Module-11E

If you are not able to view above video, then signIn . If still not able to view then visit this page to subscribe.

Module 11E :   Hands On :  Apache Pig Complex Datatype practice : Available (Length 16 Minutes) 

1. Example 1 : Loading Complex Datatypes

2. Example 2 : Loading compressed files 

3. Example 3 : Store relation as compressed files

4. Example 4 : Nested FOREACH statements to solved same problem.

Example 1 : Loading Complex Datatypes (HandsOn): 

Step 1 : Download complex data

Step 2 : Below is the schema for the data.

member = tuple(member_id:int , member_email:chararray , name:tuple(first_name:chararray, middle_name:chararray, last_name:chararray) , course_list:bag{course(course_name:chararray)} , technology:map[tech_name:chararray]     )

Step 3 : Upload data in hdfs first at /user/cloudera/Training/pig/complexData.txt

Step 4 : Now write Pig script using above schema to load the data and create a relation out of this.

hadoopexamMember = LOAD '/user/cloudera/Training/pig/complexData.txt' using PigStorage('|')

   AS (member_id:int     , member_email:chararray     , name:tuple(first_name:chararray, middle_name:chararray, last_name:chararray)     , course_list:bag{course: tuple(course_name:chararray)}     , technology:map[chararray]     ) ;

DESCRIBE hadoopexamMember ;

DUMP hadoopexamMember ;

Step 5 : Now find all the course lists subscribed by each member and its programming skills (To analyze , based on programming skills which all course they are interested in , so this results can be helpful to recommend same course list to similar member having same programming skills)

primaryProgramming = FOREACH hadoopexamMember GENERATE member_id, member_email, name.first_name, course_list, technology#'programming1' ;

DESCRIBE primaryProgramming ;

DUMP primaryProgramming ;

Step 6 : Now see some flatten results.

### Source data
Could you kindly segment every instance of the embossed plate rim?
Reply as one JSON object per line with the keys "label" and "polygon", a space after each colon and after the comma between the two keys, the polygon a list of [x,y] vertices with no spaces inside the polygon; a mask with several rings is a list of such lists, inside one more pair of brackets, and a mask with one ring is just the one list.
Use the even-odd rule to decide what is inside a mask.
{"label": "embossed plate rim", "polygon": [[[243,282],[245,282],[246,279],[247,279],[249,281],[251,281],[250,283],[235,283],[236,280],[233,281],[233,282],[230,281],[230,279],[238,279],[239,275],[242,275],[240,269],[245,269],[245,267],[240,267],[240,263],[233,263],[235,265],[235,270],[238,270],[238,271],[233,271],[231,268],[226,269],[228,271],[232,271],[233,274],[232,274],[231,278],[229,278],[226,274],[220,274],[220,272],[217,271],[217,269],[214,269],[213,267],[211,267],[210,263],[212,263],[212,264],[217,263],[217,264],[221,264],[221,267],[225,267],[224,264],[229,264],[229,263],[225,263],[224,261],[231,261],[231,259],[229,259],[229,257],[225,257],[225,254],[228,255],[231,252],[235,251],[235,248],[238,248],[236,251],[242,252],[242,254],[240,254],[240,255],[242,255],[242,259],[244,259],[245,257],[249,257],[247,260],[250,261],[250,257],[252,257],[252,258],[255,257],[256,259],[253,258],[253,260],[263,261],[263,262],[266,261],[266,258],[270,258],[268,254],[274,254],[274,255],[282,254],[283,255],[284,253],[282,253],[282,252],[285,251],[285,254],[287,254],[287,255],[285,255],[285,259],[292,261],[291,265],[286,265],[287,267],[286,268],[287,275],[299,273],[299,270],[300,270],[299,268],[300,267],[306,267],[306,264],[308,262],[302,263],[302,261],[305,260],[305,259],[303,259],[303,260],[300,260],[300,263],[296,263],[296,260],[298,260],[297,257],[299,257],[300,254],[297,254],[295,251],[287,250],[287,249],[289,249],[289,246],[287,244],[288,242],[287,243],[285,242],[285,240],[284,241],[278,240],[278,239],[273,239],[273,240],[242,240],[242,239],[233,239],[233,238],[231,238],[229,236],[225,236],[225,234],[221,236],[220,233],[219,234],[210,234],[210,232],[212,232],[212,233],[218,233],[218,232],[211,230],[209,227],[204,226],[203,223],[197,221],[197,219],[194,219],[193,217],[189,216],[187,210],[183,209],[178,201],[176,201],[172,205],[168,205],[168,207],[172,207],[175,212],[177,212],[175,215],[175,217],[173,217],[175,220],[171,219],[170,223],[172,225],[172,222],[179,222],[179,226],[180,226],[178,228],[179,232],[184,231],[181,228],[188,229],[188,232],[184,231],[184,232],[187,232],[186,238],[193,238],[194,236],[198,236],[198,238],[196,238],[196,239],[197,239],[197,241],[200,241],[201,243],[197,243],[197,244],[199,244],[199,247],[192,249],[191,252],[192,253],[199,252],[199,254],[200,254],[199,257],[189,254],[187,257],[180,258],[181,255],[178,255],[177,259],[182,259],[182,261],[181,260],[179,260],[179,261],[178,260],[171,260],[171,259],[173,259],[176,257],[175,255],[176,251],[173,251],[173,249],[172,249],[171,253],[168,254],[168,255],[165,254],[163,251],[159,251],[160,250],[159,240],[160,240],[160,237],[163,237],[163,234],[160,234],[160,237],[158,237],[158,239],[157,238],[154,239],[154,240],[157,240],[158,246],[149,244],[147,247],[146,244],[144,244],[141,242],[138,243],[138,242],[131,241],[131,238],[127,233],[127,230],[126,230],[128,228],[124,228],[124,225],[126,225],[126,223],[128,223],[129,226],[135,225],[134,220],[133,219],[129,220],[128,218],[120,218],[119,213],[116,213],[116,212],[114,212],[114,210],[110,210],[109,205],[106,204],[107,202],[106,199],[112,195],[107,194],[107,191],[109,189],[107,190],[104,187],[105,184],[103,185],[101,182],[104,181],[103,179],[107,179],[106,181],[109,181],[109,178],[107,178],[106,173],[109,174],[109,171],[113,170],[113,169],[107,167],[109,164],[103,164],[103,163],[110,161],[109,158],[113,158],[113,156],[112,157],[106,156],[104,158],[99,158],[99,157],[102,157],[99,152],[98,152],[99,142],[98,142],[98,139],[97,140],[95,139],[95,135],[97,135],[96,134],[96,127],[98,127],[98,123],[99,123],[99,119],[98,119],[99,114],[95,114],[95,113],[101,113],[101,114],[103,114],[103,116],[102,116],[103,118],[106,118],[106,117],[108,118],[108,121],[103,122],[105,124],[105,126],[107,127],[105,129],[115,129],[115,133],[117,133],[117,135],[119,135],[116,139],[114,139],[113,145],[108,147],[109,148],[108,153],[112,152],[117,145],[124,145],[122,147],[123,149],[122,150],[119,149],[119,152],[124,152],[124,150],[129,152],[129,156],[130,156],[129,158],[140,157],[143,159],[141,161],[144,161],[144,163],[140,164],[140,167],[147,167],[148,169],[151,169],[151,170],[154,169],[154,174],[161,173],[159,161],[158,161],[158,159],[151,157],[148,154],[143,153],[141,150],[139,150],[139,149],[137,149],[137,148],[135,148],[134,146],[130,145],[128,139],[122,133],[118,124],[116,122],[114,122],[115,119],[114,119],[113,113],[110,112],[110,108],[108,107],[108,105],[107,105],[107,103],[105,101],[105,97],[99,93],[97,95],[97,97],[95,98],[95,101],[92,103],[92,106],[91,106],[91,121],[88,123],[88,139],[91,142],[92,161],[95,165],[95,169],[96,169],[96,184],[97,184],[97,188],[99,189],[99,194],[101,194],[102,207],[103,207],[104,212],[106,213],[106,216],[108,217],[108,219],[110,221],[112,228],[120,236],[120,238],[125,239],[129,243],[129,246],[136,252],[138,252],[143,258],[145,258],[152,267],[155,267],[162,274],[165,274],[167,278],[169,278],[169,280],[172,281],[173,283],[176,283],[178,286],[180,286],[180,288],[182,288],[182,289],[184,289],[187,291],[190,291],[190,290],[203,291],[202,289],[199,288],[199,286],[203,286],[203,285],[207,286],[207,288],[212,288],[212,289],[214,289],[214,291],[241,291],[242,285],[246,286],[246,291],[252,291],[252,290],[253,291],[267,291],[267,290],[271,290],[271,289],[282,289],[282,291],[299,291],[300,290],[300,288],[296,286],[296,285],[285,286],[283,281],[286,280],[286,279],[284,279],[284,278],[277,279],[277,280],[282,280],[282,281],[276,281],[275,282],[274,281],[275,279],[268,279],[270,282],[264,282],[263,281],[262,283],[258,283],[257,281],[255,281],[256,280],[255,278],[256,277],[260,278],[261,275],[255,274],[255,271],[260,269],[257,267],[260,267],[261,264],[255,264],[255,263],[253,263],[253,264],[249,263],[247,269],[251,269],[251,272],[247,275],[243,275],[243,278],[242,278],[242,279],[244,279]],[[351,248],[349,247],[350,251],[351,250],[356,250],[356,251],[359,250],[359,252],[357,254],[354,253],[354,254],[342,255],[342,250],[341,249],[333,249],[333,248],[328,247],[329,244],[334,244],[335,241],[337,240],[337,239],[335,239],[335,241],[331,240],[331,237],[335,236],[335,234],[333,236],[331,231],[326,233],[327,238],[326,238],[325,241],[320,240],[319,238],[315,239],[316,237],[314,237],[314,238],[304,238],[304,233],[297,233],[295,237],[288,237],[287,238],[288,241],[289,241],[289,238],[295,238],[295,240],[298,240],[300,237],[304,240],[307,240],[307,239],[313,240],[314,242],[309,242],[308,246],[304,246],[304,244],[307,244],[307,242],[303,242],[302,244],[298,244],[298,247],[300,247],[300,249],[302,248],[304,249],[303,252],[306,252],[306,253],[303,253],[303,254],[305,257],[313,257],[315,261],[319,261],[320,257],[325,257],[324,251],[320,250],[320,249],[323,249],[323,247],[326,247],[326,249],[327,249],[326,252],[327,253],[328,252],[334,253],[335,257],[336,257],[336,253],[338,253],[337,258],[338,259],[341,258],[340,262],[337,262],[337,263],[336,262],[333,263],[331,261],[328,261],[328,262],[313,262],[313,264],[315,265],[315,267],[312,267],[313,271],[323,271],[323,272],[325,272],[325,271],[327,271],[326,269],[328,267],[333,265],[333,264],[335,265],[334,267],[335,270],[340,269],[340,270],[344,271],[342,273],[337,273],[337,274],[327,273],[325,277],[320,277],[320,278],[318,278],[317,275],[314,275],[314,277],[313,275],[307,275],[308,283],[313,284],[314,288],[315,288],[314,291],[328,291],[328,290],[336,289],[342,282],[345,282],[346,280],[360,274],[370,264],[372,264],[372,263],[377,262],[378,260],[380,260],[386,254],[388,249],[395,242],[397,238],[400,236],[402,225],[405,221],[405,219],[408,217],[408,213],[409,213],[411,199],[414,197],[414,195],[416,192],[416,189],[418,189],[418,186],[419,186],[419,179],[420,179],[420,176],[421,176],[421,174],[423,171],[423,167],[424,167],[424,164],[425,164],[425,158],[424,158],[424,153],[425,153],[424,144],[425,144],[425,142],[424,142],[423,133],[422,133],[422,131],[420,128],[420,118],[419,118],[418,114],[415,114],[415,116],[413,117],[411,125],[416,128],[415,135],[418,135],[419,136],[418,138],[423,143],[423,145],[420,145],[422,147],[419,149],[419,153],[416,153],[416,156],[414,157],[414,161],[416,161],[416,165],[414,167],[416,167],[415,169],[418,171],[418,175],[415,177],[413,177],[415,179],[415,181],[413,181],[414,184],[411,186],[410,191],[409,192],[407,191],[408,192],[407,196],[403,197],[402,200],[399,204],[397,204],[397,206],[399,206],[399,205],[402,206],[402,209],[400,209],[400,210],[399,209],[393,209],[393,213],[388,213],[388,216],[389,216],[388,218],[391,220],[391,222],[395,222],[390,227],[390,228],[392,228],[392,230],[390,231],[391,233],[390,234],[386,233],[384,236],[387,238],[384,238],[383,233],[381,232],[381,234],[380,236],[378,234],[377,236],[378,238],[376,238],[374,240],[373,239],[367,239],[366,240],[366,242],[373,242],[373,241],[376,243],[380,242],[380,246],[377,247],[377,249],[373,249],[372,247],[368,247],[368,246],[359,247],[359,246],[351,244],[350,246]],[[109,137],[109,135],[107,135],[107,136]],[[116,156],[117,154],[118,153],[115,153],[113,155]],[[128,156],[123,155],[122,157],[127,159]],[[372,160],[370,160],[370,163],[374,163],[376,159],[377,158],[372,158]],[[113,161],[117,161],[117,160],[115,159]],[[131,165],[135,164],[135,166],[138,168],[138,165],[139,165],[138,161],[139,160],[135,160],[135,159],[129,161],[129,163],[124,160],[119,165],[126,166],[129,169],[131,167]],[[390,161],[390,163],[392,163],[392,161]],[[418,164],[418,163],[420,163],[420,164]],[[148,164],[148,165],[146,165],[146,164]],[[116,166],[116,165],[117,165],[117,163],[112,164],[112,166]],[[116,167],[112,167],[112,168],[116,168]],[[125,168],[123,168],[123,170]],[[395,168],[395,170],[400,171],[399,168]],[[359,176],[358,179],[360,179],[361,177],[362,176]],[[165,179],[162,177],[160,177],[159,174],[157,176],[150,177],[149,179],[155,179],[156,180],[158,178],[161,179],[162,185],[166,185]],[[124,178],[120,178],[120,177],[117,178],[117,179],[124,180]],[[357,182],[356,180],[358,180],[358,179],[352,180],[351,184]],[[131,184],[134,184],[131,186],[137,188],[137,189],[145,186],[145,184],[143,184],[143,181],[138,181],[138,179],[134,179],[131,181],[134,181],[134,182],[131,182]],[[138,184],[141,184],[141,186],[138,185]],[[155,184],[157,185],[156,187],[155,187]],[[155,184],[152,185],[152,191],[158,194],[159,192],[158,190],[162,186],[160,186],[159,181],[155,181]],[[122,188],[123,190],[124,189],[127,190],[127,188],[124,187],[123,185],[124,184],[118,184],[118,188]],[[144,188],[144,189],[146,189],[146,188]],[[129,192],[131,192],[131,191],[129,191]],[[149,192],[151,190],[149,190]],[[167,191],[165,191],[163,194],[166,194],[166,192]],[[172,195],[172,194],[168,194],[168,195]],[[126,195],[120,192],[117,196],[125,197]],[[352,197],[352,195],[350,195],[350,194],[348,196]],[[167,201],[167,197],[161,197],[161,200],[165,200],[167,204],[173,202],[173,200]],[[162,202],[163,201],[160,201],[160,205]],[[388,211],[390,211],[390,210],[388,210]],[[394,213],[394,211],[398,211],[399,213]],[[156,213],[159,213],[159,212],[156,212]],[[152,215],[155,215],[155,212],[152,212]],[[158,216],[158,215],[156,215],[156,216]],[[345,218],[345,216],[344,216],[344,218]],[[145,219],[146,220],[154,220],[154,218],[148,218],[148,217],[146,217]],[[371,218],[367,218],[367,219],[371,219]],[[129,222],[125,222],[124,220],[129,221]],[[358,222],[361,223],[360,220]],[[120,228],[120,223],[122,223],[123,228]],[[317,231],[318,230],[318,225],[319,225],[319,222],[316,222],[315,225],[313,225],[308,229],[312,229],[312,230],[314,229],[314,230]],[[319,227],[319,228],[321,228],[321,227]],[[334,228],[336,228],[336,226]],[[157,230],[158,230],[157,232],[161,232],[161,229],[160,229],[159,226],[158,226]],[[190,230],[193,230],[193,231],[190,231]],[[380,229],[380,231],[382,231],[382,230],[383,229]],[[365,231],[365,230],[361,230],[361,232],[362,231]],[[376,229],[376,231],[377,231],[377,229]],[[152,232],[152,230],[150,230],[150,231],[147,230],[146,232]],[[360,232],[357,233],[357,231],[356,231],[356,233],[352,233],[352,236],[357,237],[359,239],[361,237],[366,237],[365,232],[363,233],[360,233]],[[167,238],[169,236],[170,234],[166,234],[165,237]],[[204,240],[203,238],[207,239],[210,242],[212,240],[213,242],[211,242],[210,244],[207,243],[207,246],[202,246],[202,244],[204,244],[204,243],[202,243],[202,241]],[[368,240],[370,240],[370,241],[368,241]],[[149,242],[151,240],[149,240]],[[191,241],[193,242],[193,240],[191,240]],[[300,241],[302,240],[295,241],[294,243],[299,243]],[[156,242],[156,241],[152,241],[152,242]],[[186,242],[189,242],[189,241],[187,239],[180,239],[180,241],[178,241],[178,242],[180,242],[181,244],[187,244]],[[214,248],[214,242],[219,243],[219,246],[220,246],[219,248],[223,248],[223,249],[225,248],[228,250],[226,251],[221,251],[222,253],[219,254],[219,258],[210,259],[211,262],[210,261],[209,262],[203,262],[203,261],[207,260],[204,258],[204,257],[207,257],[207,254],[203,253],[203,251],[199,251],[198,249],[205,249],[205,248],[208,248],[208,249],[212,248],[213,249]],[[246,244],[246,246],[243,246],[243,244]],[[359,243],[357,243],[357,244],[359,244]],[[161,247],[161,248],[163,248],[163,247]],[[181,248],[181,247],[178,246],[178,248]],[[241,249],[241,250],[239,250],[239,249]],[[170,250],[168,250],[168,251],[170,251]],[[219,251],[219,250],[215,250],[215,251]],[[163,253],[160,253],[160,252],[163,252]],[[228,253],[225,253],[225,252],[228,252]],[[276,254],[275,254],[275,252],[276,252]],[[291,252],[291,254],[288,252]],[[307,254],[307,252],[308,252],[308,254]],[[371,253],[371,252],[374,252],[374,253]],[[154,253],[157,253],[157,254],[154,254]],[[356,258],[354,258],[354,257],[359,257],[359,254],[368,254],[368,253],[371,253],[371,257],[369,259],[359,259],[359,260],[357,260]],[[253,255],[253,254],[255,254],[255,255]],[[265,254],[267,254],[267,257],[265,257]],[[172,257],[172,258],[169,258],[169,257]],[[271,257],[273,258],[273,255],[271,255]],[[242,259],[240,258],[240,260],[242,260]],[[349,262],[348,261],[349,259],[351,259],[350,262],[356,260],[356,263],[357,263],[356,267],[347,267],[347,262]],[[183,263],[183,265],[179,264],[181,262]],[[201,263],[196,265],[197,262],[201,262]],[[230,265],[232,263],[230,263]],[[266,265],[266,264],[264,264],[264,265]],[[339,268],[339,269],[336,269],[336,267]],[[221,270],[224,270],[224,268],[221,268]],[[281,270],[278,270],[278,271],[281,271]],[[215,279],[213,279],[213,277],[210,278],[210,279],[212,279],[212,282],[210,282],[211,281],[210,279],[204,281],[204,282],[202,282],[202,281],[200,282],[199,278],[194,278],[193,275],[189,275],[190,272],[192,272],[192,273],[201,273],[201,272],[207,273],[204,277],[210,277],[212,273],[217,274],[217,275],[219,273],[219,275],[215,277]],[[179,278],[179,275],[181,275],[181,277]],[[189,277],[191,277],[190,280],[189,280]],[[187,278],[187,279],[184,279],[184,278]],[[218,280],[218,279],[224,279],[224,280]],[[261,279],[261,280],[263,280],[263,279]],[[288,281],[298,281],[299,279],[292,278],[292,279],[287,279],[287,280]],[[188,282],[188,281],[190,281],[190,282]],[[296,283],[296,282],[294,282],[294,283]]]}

### Your tasks
1 > For the Apache Pig page above, say whether each statement agrees with the text. For each, answer yes or no and quote the deciding words exactly.
(a) The data is uploaded to HDFS at /user/cloudera/Training/pig/complexData.txt.
(b) The LOAD statement splits fields on commas.
(c) The hands-on module runs 16 minutes.
2 > In the Apache Pig page, which key of the technology map does the primaryProgramming statement read?
3 > Transcribe the Apache Pig page from "primaryProgramming = FOREACH" to "some flatten results.".

### Worked solutions
1 >
(a) Yes: "Upload data in hdfs first at /user/cloudera/Training/pig/complexData.txt"
(b) No: "using PigStorage('|')"
(c) Yes: "Available (Length 16 Minutes)"

2 > It reads the key 'programming1', written as technology#'programming1'.

3 >
primaryProgramming = FOREACH hadoopexamMember GENERATE member_id, member_email, name.first_name, course_list, technology#'programming1' ;

DESCRIBE primaryProgramming ;

DUMP primaryProgramming ;

Step 6 : Now see some flatten results.